Household finances are still under pressure as inflation continues to outpace wage growth. What’s more, recent strains in the banking sector suggest mortgage rates will stabilise at their current high level rather than fall. As a result, households have finally begun to draw upon their pool of savings. 

Businesses look set to face several challenges in Q2. Government support for energy bills will become less generous. Most notably for many, the main rate of corporation tax will rise from 19% to 26%. Overall, the muted recovery in household spending, high borrowing and mortgage costs, and anticipated modest staff cuts suggest economic headwinds may blow for some time yet.

UK card spending recovers somewhat in Q1

Source: Office for National Statistics (ONS), as of 3 April 2023

Surprise rise in inflation in February but a sharp retreat still on the cards

Consumer Price Inflation (CPI) unexpectedly rose from 10.1% in January to 10.4% in February, driven by seasonal factors such as higher food prices: food inflation hit 18.2% in February – a 45-year high. Clothing inflation also rose. These spikes are expected to reverse as the weather improves and energy costs fall.

# Entries from a dataset
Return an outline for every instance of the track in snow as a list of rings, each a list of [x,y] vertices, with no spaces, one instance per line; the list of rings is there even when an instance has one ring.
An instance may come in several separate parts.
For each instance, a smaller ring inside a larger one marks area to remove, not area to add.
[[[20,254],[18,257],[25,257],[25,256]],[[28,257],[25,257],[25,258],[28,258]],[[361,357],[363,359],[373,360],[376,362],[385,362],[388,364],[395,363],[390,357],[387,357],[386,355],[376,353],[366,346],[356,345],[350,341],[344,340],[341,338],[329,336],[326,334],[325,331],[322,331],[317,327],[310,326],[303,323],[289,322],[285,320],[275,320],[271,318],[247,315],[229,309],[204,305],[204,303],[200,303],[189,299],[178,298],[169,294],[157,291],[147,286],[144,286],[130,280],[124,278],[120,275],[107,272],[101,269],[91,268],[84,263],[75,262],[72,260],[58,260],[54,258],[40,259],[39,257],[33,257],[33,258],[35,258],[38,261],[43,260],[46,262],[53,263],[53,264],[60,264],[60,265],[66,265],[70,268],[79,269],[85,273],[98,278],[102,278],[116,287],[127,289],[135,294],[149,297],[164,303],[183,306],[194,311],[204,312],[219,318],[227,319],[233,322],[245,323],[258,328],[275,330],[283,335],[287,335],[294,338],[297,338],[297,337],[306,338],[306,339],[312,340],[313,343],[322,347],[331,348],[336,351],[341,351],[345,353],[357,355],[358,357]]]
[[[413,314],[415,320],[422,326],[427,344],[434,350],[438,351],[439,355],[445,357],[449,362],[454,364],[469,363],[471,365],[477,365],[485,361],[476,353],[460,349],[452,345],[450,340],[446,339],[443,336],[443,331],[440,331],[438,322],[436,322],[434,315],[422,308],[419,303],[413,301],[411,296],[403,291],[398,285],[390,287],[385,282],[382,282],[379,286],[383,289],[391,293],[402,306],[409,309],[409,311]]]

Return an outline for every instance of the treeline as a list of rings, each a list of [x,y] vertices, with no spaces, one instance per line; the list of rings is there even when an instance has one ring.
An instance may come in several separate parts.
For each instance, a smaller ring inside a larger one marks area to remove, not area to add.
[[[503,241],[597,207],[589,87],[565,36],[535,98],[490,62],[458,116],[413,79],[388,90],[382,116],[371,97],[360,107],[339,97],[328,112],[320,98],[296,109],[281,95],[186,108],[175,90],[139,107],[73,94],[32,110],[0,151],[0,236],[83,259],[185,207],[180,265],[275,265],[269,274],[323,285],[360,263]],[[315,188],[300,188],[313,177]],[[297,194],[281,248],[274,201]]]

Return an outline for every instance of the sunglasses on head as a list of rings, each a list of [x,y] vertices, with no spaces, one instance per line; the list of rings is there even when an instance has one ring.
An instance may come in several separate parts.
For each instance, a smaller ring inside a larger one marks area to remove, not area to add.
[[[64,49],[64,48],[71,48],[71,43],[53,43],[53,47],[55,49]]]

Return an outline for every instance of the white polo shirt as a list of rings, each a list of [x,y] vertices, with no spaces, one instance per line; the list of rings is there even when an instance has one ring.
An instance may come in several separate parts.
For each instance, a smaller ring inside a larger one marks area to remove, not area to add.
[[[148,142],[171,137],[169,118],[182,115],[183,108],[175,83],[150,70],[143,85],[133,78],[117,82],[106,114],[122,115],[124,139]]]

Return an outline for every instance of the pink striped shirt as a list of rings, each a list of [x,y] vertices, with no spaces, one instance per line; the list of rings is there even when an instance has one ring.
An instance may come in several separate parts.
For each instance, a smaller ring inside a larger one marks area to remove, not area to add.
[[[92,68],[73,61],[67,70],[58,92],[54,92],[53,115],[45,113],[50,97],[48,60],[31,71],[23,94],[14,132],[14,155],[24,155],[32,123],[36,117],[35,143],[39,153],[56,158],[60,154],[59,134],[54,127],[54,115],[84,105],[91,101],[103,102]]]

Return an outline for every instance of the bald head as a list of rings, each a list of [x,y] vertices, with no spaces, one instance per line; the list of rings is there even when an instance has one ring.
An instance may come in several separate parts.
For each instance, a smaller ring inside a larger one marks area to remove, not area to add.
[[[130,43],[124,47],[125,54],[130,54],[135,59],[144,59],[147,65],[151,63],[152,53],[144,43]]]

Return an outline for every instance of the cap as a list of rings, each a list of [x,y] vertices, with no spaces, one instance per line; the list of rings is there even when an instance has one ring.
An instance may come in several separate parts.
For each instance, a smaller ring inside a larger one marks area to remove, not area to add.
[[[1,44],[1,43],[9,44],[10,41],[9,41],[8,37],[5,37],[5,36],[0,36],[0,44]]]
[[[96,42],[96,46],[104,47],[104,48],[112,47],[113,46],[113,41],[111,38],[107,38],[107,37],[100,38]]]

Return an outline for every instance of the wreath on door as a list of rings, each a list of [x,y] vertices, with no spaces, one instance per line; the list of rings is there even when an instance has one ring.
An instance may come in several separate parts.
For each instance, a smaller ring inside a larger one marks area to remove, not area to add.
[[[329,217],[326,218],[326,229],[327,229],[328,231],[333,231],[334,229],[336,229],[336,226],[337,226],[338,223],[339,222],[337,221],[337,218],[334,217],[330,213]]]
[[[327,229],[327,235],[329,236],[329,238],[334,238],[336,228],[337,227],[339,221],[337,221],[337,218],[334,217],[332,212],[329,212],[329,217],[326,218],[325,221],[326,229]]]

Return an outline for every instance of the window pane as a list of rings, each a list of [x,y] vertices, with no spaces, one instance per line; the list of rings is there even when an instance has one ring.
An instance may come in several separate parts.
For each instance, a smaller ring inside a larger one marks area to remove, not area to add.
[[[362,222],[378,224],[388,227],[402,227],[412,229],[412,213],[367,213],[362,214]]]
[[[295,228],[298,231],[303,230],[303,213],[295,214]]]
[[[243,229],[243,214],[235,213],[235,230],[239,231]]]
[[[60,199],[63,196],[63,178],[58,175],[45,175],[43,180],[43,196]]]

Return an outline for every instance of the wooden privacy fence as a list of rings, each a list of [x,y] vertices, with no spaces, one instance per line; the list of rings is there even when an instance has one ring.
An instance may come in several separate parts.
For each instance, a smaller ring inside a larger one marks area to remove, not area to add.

# PROBLEM TO WORK ON
From the economic update, extract the stretch from "Source: Office for" through "energy costs fall." word for word.

# FINISHED EXERCISE
Source: Office for National Statistics (ONS), as of 3 April 2023

Surprise rise in inflation in February but a sharp retreat still on the cards

Consumer Price Inflation (CPI) unexpectedly rose from 10.1% in January to 10.4% in February, driven by seasonal factors such as higher food prices: food inflation hit 18.2% in February – a 45-year high. Clothing inflation also rose. These spikes are expected to reverse as the weather improves and energy costs fall.